◆ **EXCERPTED DATA**

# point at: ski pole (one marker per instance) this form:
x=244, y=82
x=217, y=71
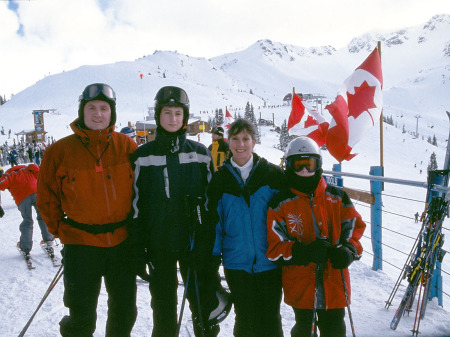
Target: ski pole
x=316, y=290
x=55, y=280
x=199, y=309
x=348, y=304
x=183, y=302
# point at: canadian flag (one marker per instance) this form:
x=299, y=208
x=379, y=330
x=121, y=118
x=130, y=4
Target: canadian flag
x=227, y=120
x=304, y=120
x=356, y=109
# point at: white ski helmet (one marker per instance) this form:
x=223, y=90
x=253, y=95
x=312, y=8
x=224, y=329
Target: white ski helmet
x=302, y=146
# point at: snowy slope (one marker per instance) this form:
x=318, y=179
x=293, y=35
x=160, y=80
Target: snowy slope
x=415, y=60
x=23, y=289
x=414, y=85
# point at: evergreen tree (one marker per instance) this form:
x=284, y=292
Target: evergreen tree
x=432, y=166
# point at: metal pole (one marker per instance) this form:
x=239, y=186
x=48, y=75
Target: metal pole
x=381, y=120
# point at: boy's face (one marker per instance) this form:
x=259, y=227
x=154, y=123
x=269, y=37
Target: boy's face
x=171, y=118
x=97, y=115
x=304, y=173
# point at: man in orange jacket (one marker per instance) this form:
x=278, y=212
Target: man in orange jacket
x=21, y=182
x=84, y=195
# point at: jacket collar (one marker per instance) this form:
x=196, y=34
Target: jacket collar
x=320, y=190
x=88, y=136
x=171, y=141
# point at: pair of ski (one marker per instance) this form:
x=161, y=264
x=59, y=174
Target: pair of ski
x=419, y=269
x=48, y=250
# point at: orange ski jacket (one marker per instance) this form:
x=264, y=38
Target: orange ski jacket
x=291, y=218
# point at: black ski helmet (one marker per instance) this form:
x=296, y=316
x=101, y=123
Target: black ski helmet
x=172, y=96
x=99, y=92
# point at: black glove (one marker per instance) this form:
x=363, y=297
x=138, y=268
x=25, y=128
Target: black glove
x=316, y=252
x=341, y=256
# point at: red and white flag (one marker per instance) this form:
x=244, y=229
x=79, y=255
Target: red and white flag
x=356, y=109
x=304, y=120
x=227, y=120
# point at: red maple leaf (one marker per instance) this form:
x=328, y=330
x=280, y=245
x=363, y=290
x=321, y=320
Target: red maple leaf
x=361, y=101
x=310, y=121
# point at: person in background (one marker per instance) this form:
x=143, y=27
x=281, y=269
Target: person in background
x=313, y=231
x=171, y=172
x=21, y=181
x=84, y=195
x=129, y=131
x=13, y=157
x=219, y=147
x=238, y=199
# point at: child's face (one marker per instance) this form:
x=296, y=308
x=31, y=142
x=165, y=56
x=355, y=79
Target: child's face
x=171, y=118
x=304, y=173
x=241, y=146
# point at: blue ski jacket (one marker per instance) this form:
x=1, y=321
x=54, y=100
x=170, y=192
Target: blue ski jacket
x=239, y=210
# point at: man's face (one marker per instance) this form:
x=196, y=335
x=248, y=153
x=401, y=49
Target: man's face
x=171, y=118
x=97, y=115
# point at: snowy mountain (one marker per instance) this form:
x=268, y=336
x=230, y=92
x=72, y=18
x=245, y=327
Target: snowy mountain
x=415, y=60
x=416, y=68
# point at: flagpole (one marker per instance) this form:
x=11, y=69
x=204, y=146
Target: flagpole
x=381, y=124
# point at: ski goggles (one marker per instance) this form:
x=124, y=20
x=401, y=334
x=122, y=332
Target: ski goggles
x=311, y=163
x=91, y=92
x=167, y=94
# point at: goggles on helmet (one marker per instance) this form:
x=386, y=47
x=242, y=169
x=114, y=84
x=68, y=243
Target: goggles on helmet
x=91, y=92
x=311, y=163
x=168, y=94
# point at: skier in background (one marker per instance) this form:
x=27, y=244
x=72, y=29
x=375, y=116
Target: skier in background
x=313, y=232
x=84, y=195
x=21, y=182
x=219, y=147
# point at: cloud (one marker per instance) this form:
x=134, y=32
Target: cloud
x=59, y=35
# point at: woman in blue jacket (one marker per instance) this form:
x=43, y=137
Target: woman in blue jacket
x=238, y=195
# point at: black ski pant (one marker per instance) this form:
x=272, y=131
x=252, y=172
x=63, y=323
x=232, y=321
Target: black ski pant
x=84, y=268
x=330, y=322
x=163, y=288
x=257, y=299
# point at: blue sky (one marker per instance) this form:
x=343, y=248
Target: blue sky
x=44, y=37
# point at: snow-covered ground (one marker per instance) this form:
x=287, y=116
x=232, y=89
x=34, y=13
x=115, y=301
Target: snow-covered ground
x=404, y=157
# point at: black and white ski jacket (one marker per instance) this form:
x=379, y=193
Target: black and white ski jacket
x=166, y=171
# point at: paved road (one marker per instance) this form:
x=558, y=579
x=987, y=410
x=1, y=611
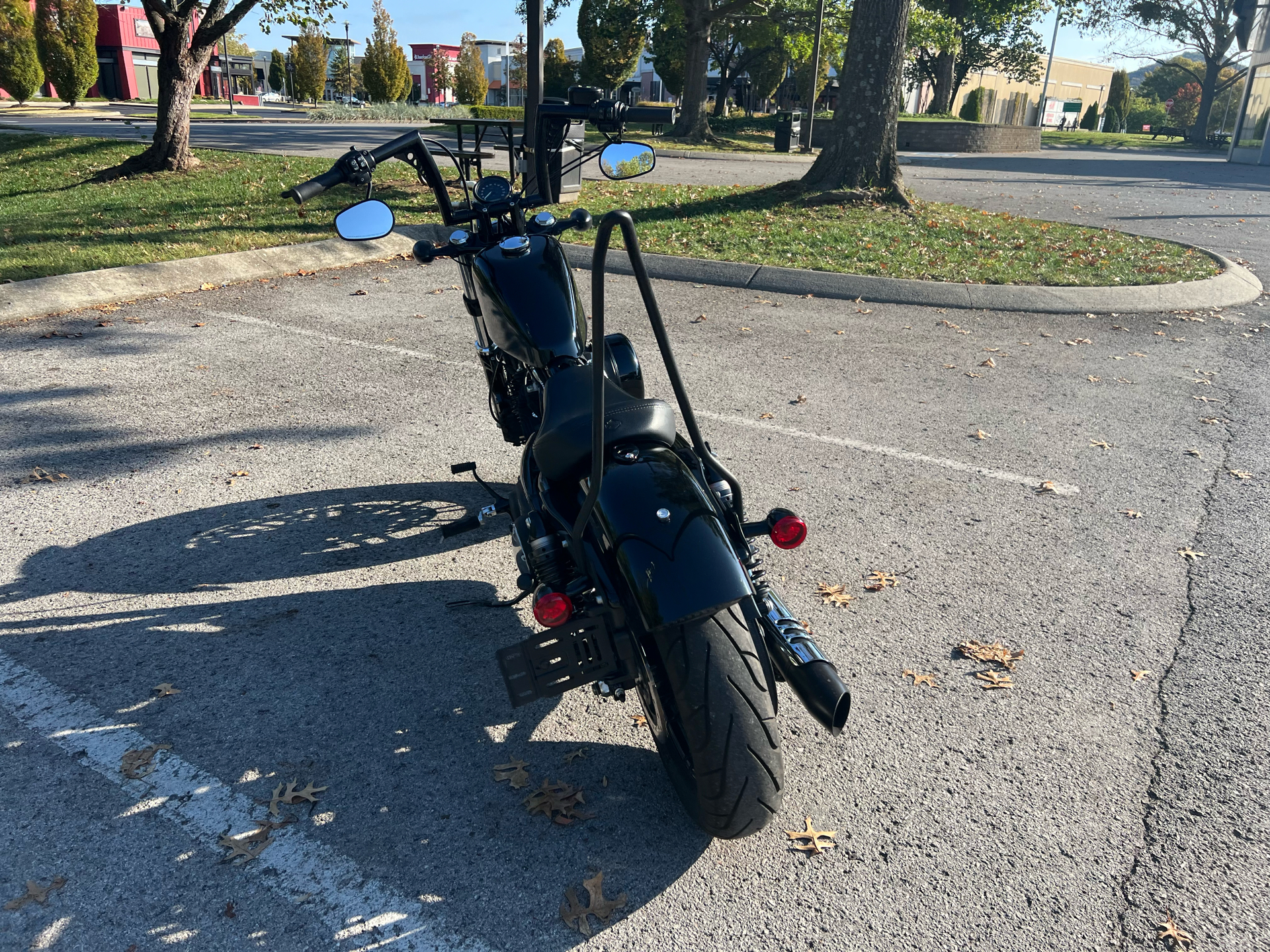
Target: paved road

◆ **EXERCISE BRIEF**
Each line from the one containing "x=379, y=193" to the final line of the data must be printed exactly, both included, with nothing else and no pictures.

◆ **RESULT FOR THIS TASK**
x=379, y=193
Target: black and white ski jacket
x=166, y=171
# point at: paved road (one marker per instance) this form:
x=558, y=579
x=987, y=410
x=1, y=611
Target: paved road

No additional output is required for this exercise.